**Short task**
From the assignment on joint forest management, reproduce word for word the part starting with "a. Complete a" and going on through "equity issues between generations.".

**Extract to read**
==================================================

Kumar, S. (2002). Does “Participation” in Common Pool Resource Management Help the Poor? A Social Cost-Benefit Analysis of Joint Forest Management in Jharkhand, India. World Development, 30(5), 763-782.

Available at: https://doi-org.ezproxy.library.uvic.ca/10.1016/S0305-750X(02)00004-9 

a. Complete a 3-2-1 reading report on the article above, using the template found on Brightspace. You can (should) include your 3-2-1 report as a separate file in your submission.

Question 2: Equity Weights (Lecture 22)

This question relates to the paper from Question 1.

2.a (Regular, 88 marks)

The author of the paper recognized that there were two types of equity issues that needed to be addressed: (in)equity within a generation, and (in)equity between generations. In the “Methods” section of the paper, the author explains that they used equity weighting to address equity issues within a generation, and discounting using a social discount rate to address equity issues between generations.

==================================================

**Source material**

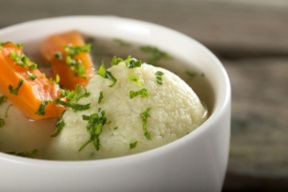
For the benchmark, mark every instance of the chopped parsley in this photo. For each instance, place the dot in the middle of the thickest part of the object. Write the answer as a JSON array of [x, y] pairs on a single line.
[[75, 50], [60, 124], [136, 80], [2, 122], [132, 62], [106, 74], [15, 90], [22, 60], [74, 106], [193, 74], [75, 95], [159, 78], [3, 99], [80, 92], [100, 97], [144, 118], [7, 110], [58, 55], [133, 144], [75, 64], [41, 108], [129, 61], [154, 54], [142, 93], [69, 98], [31, 76], [116, 60], [96, 121], [30, 154]]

==================================================

**Final result**
a. Complete a 3-2-1 reading report on the article above, using the template found on Brightspace. You can (should) include your 3-2-1 report as a separate file in your submission.

Question 2: Equity Weights (Lecture 22)

This question relates to the paper from Question 1.

2.a (Regular, 88 marks)

The author of the paper recognized that there were two types of equity issues that needed to be addressed: (in)equity within a generation, and (in)equity between generations. In the “Methods” section of the paper, the author explains that they used equity weighting to address equity issues within a generation, and discounting using a social discount rate to address equity issues between generations.